- EXERCISE:
Arrange the lines as a Markdown table with the columns Row and Line, starting at the line that contains "rose bush in" and ending at the line that contains "point(726, 315)". Leave out any blank lines.

- EXERCISE INPUTS:
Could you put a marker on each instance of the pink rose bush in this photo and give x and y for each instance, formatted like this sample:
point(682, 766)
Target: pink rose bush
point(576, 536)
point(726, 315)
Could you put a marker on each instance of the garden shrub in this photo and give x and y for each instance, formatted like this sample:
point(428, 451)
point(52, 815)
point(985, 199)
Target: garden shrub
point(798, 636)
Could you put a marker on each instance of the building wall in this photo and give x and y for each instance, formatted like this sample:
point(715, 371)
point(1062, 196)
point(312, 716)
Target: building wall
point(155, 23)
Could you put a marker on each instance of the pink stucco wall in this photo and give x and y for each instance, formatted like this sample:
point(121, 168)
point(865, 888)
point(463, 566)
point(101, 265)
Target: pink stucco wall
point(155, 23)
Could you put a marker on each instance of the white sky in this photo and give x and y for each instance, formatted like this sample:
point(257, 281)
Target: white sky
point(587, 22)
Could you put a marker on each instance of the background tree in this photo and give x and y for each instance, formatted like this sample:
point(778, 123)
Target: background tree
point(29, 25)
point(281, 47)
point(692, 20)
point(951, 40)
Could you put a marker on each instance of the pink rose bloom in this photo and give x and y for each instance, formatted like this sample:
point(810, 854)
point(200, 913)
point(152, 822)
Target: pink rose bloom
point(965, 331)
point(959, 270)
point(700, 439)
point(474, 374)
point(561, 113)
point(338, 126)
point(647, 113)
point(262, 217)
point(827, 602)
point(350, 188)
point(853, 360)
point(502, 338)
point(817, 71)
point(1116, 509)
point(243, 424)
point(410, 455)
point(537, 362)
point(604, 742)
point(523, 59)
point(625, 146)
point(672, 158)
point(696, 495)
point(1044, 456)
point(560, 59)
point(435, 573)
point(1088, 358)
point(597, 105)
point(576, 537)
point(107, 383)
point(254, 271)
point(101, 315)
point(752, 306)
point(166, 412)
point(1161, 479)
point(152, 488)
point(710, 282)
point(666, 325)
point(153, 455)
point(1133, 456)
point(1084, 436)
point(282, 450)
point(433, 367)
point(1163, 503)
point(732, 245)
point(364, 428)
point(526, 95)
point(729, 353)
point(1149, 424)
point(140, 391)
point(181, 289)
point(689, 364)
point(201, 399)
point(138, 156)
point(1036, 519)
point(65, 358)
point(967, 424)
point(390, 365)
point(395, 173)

* * *

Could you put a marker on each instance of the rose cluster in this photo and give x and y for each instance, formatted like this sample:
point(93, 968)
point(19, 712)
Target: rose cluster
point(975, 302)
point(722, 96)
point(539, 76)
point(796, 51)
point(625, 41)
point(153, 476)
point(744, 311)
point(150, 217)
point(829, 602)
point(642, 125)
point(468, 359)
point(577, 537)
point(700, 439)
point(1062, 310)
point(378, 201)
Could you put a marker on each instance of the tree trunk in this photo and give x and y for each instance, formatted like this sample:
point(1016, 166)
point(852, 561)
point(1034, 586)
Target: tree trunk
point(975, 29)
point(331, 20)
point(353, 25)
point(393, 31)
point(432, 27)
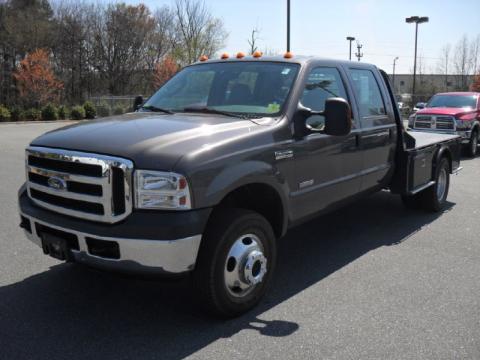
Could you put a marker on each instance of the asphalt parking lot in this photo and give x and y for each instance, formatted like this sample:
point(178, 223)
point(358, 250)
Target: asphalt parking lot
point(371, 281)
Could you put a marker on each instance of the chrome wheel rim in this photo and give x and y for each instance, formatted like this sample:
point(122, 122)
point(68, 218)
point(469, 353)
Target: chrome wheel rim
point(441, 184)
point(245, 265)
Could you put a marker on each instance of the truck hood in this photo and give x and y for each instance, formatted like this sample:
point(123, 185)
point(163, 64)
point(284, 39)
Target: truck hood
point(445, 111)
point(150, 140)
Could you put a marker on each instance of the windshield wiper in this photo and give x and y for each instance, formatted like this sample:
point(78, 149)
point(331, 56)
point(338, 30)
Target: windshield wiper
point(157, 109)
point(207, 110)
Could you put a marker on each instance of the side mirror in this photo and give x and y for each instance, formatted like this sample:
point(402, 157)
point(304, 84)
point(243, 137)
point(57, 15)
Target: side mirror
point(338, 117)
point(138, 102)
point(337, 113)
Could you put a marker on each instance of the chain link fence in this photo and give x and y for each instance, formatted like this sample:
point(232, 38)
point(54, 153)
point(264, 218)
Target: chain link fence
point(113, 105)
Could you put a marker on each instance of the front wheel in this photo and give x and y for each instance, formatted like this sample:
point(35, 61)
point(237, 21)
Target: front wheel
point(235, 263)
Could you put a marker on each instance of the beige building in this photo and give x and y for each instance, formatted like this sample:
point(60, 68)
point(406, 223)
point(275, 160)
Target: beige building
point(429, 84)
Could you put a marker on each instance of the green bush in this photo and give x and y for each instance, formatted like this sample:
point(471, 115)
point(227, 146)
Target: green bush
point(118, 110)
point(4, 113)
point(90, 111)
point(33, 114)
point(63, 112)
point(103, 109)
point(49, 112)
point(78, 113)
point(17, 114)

- RESULT:
| Row | Line |
|---|---|
| 1 | Could you put a marker on each instance of the pink rose bush in this photo and give x and y for each instance, formatted like this sample: |
| 2 | point(682, 766) |
| 3 | Target: pink rose bush |
| 4 | point(576, 536) |
| 5 | point(726, 315) |